EXERCISE DETAILS: Rewrite the records as a Markdown table with the columns "Row" and "Line text," starting at the line that contains "map pin marker." and ending at the last line of the records. Leave out blank lines and pictures.

** BEGIN INPUT MATERIAL **

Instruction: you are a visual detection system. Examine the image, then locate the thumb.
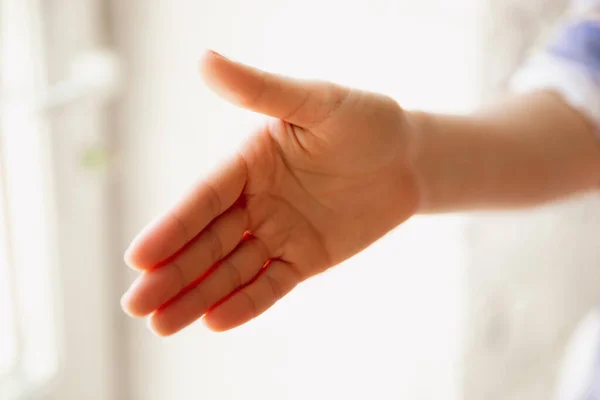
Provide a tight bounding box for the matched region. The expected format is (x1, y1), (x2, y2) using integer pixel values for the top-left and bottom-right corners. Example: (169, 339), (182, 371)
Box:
(200, 51), (350, 128)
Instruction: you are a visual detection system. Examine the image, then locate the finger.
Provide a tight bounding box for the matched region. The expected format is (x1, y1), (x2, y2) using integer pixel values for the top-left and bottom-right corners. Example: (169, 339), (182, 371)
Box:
(200, 51), (350, 128)
(149, 239), (268, 336)
(204, 260), (303, 332)
(121, 207), (248, 317)
(125, 152), (247, 270)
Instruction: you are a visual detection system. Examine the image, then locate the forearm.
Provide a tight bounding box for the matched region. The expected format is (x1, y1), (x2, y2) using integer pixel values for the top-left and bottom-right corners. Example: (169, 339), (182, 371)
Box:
(411, 92), (600, 213)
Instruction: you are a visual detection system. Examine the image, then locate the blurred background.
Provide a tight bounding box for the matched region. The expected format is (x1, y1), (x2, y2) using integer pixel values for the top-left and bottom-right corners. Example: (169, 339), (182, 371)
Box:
(0, 0), (600, 400)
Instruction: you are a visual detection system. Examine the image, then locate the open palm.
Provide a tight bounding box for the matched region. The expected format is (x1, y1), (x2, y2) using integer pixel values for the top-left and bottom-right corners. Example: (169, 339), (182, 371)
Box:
(122, 52), (418, 335)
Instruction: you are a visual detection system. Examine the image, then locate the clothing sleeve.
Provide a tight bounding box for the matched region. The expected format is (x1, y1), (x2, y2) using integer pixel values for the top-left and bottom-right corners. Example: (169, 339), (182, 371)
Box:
(510, 0), (600, 132)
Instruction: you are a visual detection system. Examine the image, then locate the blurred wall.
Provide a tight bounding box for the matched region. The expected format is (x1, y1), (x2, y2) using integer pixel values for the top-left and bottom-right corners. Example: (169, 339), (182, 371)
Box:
(464, 0), (600, 400)
(113, 0), (477, 400)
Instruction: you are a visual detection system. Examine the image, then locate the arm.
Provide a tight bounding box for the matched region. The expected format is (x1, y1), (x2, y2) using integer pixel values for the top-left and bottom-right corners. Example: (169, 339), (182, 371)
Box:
(413, 91), (600, 213)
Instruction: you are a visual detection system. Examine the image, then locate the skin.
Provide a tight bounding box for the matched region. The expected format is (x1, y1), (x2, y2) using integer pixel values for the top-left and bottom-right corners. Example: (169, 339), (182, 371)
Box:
(121, 52), (600, 336)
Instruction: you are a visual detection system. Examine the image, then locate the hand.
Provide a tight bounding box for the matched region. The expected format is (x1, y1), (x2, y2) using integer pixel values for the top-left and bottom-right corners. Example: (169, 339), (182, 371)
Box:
(122, 52), (419, 335)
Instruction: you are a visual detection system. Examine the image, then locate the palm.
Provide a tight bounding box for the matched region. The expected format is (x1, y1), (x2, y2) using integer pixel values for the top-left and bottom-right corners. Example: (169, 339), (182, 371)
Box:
(123, 51), (417, 334)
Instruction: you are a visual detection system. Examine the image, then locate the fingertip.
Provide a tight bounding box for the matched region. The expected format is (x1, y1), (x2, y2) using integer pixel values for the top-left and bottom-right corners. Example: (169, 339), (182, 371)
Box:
(120, 291), (145, 318)
(146, 315), (170, 338)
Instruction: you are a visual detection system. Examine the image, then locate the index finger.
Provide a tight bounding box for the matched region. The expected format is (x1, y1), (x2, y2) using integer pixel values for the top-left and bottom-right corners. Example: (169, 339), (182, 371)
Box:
(125, 155), (247, 269)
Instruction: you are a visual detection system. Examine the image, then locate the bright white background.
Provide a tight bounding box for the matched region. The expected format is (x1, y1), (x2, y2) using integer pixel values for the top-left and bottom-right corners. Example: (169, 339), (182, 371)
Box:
(111, 0), (478, 399)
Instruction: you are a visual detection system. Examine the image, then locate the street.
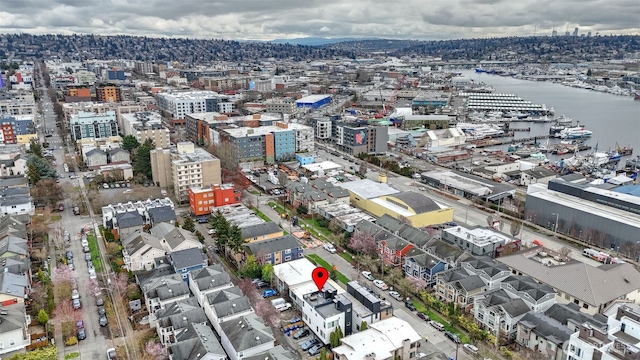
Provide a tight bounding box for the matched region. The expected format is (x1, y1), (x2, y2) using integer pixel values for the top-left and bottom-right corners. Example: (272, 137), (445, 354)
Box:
(38, 68), (112, 360)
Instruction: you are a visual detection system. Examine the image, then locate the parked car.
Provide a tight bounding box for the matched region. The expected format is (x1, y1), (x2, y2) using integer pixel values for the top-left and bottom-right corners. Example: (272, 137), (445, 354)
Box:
(309, 344), (324, 356)
(444, 331), (462, 344)
(300, 339), (318, 351)
(389, 291), (403, 301)
(462, 344), (478, 355)
(429, 320), (444, 331)
(293, 329), (309, 339)
(362, 271), (375, 281)
(404, 300), (416, 311)
(373, 280), (389, 290)
(262, 289), (278, 299)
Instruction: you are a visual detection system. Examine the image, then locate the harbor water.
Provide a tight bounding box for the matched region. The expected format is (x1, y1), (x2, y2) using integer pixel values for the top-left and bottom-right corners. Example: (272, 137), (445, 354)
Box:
(462, 70), (640, 162)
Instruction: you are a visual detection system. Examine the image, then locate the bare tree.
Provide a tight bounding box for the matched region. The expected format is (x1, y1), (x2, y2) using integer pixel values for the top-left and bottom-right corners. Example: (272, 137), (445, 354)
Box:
(509, 221), (522, 236)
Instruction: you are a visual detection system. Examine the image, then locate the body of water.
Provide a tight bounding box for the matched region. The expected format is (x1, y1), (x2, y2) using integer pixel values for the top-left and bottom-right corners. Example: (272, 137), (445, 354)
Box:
(462, 71), (640, 163)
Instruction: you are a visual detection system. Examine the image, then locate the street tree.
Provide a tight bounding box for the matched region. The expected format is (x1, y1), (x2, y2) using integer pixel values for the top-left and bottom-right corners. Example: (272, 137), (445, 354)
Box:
(349, 231), (378, 257)
(122, 135), (140, 151)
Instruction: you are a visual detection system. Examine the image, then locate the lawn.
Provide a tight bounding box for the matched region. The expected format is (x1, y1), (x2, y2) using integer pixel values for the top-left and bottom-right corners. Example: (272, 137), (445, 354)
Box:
(87, 234), (102, 274)
(307, 254), (349, 285)
(253, 208), (271, 222)
(412, 299), (469, 343)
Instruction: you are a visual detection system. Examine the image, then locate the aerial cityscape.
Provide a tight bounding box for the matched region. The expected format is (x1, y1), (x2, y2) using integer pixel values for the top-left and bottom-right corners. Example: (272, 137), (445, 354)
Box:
(0, 0), (640, 360)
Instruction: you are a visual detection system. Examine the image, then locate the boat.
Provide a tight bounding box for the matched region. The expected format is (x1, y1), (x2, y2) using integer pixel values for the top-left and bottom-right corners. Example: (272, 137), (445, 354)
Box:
(556, 114), (573, 124)
(560, 126), (593, 139)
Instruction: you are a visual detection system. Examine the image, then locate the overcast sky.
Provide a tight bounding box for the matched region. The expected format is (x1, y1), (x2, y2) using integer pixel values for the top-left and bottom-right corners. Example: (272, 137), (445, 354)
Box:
(0, 0), (640, 40)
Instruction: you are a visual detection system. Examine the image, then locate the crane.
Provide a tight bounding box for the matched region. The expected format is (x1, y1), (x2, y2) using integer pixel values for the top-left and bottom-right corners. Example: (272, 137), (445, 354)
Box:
(381, 74), (407, 116)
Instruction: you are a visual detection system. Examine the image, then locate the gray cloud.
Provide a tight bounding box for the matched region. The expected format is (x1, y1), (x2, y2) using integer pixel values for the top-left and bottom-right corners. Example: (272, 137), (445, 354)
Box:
(0, 0), (640, 40)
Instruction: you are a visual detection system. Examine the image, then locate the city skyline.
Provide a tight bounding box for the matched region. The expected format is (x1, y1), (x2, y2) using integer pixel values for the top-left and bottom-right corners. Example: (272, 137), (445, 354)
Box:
(0, 0), (640, 40)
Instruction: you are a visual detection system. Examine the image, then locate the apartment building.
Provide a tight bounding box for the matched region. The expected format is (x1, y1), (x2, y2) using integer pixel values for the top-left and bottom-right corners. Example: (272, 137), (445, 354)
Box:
(151, 142), (222, 202)
(219, 122), (314, 163)
(69, 110), (119, 141)
(120, 111), (171, 149)
(96, 85), (122, 102)
(0, 88), (37, 115)
(189, 184), (242, 216)
(156, 91), (227, 125)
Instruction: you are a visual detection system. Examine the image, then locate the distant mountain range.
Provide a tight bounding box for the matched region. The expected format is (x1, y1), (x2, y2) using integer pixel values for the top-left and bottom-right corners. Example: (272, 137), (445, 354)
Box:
(268, 37), (382, 46)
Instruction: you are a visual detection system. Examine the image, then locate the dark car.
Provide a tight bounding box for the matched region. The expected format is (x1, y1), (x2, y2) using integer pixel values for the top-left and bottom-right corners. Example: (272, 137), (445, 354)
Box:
(300, 339), (318, 351)
(404, 301), (416, 311)
(293, 329), (309, 339)
(444, 331), (462, 344)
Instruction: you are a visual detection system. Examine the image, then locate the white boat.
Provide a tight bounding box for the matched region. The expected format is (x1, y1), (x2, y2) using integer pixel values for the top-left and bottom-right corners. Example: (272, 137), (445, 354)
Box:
(556, 114), (573, 124)
(560, 126), (593, 139)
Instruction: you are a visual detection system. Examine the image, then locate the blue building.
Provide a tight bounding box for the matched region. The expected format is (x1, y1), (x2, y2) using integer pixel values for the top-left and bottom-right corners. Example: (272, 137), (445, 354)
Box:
(296, 95), (331, 109)
(273, 130), (296, 161)
(107, 70), (126, 81)
(243, 235), (303, 265)
(167, 248), (209, 283)
(296, 154), (315, 166)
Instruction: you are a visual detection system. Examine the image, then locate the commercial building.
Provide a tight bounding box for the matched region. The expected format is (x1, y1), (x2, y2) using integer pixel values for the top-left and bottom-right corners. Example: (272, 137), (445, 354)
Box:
(120, 111), (171, 149)
(189, 184), (242, 216)
(69, 111), (119, 141)
(339, 179), (453, 227)
(151, 142), (222, 202)
(156, 91), (227, 125)
(0, 88), (37, 115)
(525, 179), (640, 250)
(296, 95), (331, 109)
(96, 85), (122, 102)
(219, 122), (314, 164)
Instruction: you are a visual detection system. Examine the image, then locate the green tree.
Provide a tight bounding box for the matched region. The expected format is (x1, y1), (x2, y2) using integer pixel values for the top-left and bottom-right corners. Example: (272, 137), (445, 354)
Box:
(182, 216), (196, 232)
(262, 263), (273, 283)
(122, 135), (140, 151)
(329, 326), (344, 348)
(240, 255), (262, 278)
(27, 162), (40, 185)
(38, 309), (49, 325)
(133, 139), (153, 179)
(319, 348), (327, 360)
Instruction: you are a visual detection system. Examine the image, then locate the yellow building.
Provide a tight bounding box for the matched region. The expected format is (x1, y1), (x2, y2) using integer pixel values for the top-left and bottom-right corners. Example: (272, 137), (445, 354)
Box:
(340, 179), (453, 228)
(16, 134), (38, 144)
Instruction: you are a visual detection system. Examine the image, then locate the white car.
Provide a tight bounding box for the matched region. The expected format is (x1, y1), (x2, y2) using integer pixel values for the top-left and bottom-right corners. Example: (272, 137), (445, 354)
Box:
(389, 291), (403, 301)
(373, 280), (389, 290)
(362, 271), (375, 281)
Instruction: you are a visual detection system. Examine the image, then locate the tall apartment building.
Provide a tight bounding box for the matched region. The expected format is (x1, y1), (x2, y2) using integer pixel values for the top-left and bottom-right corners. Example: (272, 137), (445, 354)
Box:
(151, 142), (222, 202)
(220, 122), (314, 164)
(156, 91), (227, 125)
(69, 110), (119, 141)
(96, 85), (122, 102)
(185, 112), (282, 144)
(120, 111), (171, 149)
(0, 115), (38, 144)
(0, 88), (37, 115)
(311, 116), (389, 155)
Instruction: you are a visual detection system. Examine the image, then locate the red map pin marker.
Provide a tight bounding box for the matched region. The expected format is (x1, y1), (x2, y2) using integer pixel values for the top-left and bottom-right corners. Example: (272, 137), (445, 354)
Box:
(311, 267), (329, 291)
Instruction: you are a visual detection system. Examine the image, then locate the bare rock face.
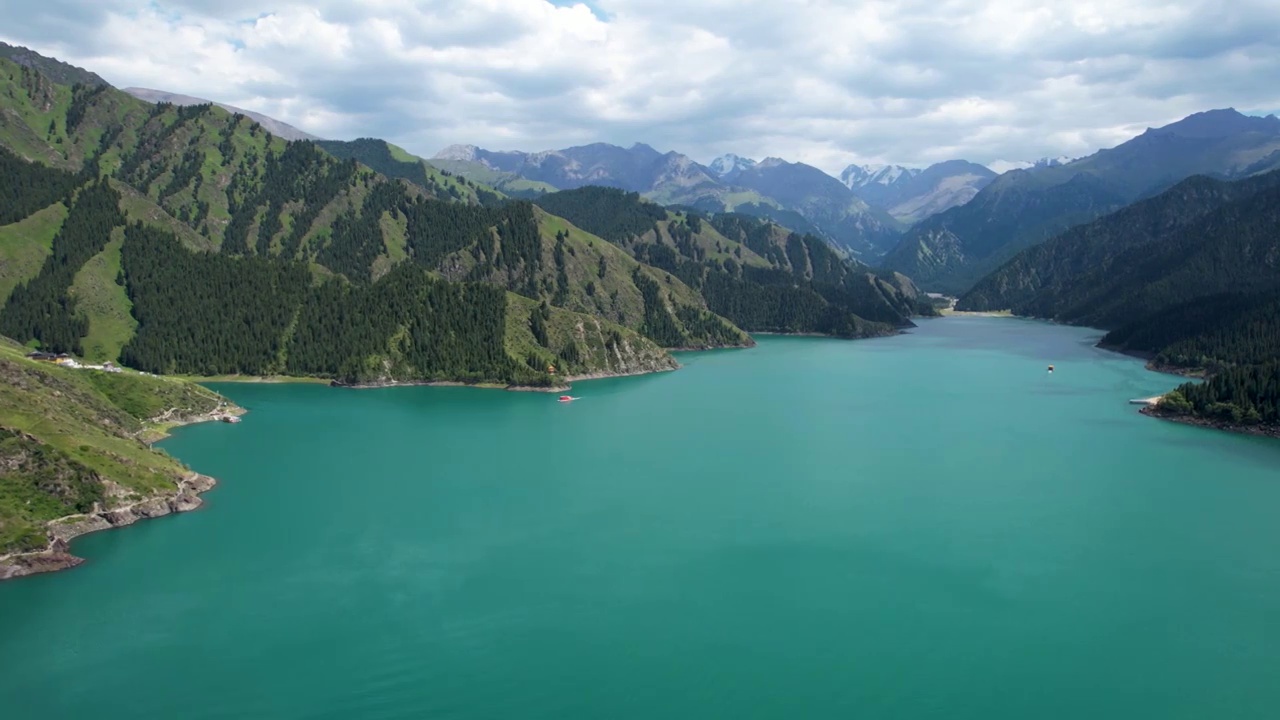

** END INPUT MATERIAL **

EXERCISE RESPONSE:
| Row | Line text |
|---|---|
| 1 | Instruction: you are a visual detection system. Examine the image, then locate the red map pin marker. |
| 2 | Provide a tight bounding box for the matched region. The expected format is (x1, y1), (x2, y2) using integer pixel values for the top-left and bottom-right corners. Example: (272, 137), (445, 354) |
| 3 | Box: |
| 4 | (311, 267), (329, 291) |
| 5 | Instruction: you are a visual detection system. Examine the image, then locate the bare rock face. |